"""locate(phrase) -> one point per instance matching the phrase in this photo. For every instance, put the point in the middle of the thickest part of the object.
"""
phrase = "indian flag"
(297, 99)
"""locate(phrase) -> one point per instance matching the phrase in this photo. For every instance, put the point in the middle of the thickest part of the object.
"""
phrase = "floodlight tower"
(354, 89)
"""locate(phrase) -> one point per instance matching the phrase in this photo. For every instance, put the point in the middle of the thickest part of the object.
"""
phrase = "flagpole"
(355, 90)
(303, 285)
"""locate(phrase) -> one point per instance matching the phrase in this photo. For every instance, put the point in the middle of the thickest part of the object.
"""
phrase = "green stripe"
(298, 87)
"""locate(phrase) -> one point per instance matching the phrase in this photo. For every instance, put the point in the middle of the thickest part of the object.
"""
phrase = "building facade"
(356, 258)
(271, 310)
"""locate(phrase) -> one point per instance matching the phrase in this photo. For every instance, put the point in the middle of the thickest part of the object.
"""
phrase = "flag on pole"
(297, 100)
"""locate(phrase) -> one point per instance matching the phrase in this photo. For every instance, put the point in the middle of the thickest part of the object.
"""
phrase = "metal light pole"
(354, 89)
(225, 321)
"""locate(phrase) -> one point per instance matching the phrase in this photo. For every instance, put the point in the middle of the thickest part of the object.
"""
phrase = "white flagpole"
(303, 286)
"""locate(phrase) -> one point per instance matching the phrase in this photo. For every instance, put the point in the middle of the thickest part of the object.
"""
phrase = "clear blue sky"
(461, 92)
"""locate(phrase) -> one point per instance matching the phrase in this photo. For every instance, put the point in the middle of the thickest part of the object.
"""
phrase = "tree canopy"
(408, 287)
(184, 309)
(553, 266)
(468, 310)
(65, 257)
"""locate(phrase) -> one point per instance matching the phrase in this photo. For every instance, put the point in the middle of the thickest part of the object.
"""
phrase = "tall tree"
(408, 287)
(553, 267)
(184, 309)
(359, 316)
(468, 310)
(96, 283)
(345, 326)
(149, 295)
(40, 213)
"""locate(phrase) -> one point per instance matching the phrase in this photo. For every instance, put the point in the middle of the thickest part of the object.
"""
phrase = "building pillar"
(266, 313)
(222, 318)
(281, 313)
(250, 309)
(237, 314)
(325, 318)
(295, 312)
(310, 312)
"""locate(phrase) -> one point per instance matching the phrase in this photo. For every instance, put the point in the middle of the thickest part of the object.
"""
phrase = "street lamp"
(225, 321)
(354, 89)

--------

_Exercise details:_
Exactly as shown, repeat every record.

_Answer to the task:_
"""locate(phrase) -> one point per instance matching the phrase in this photo. For every instance, put the point in the middle of the thickest part of the object.
"""
phrase = "indian flag"
(297, 99)
"""locate(phrase) -> one point per instance matching the phrase in this photo. For every instance, put the point in the middle of the thickest part of the object.
"""
phrase = "floodlight tower"
(354, 89)
"""locate(phrase) -> one point per instance matching the phrase in this photo. For every instance, put the point in the middle of the thickest part of the object.
"""
phrase = "flagpole"
(355, 90)
(303, 285)
"""locate(phrase) -> one point per instance matching the phrase in this photo. For every instance, put the point in the middle of the thickest part of the object.
"""
phrase = "green stripe"
(298, 87)
"""locate(phrase) -> one point per instance matching the phrase in this photo. For every instance, put the point in the middle of the thickest part of the object.
"""
phrase = "building facade"
(356, 258)
(271, 310)
"""locate(phrase) -> one point per instance matching the phrase in this photo. For every instance, put the point in the middle of the thickest part of the object.
"""
phrase = "flag on pole"
(297, 100)
"""locate(phrase) -> one point per instance matching the phrase in this photo. For every instance, put the point in the middle of the thickest part of the object.
"""
phrase = "metal light pole"
(354, 89)
(225, 321)
"""locate(phrase) -> one point per instance matching the phrase in this photo. For every instance, put the point in the middle of the thickest part of the object.
"""
phrase = "white flagpole"
(303, 286)
"""locate(phrase) -> one point per instance matching the phrase in this photo. For every instance, put the point in the middle of the thickest part of the object.
"""
phrase = "clear blue sky"
(461, 92)
"""locate(phrase) -> one point per instance matching the phrase in this photo. For every instance, put the point in the middle of the thickest part of the object.
"""
phrase = "tree canopy"
(408, 287)
(184, 309)
(553, 266)
(468, 310)
(65, 257)
"""locate(phrase) -> one point per instance matching the phrase in this photo. For every instance, put the point in the middle of the thickest part of the object.
"""
phrase = "tall tree"
(408, 287)
(553, 267)
(184, 309)
(359, 316)
(468, 310)
(96, 283)
(345, 326)
(149, 295)
(40, 213)
"""locate(phrase) -> one point per instance matching the phrase in this photo. For every instance, put the point in the middle of the thickest part of the object.
"""
phrase = "building pillar"
(266, 313)
(222, 318)
(281, 313)
(250, 309)
(237, 314)
(325, 318)
(295, 312)
(310, 312)
"""locate(phrase) -> one point per instance matching the phrase in this photo. For every instance, put the point in the middle of the thickest part of the object.
"""
phrase = "street lamp"
(225, 321)
(354, 89)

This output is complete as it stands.